Outline labeling records:
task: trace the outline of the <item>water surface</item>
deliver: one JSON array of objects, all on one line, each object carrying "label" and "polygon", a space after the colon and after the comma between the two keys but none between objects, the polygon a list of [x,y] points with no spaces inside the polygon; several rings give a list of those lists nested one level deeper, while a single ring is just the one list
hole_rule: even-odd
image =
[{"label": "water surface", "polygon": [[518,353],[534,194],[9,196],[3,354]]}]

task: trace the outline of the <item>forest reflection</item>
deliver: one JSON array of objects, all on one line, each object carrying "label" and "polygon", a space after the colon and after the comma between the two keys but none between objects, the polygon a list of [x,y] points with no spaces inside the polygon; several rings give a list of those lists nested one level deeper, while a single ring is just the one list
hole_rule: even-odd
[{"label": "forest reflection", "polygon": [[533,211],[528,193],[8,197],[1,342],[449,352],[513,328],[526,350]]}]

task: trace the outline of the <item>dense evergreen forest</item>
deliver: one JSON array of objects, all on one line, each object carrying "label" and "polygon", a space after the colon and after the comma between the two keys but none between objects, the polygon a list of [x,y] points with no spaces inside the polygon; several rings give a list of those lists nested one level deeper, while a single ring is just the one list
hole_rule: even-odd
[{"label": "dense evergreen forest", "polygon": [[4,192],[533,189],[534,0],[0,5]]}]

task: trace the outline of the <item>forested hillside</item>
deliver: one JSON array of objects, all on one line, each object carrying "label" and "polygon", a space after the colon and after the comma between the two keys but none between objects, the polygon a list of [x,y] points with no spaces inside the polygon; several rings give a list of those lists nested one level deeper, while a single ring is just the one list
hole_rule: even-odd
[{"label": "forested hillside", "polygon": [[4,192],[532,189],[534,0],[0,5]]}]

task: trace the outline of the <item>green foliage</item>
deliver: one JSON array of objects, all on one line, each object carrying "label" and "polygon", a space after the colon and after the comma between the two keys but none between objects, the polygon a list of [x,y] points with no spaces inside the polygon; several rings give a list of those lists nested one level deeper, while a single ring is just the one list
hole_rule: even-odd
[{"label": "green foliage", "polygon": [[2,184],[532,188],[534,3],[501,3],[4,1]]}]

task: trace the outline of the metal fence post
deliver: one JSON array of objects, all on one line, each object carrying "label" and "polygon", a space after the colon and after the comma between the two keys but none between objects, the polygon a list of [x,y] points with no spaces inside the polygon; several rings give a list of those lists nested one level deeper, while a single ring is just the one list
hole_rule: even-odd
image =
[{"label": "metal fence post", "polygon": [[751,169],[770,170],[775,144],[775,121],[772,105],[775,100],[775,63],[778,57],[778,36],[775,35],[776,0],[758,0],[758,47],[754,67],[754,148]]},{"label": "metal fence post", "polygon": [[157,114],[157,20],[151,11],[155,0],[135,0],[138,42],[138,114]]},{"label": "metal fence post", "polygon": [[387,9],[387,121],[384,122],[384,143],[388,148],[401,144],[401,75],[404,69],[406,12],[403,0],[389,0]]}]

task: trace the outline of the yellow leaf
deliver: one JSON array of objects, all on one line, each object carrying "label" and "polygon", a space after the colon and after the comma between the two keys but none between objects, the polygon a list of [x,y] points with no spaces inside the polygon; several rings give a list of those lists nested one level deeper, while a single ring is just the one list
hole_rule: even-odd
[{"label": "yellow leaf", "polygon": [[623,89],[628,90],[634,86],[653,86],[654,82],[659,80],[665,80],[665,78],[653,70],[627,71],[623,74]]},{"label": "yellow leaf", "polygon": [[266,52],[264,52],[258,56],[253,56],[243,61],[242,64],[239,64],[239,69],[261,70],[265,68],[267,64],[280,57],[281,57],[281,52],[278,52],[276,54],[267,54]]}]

:: WORK REQUIRED ::
Please collect every line of the records above that contains the string "reflection", matching case exactly.

:: THE SOLUTION ::
task: trace the outline of the <item>forest reflection</item>
[{"label": "forest reflection", "polygon": [[533,211],[528,193],[8,197],[1,342],[449,352],[513,328],[526,350]]}]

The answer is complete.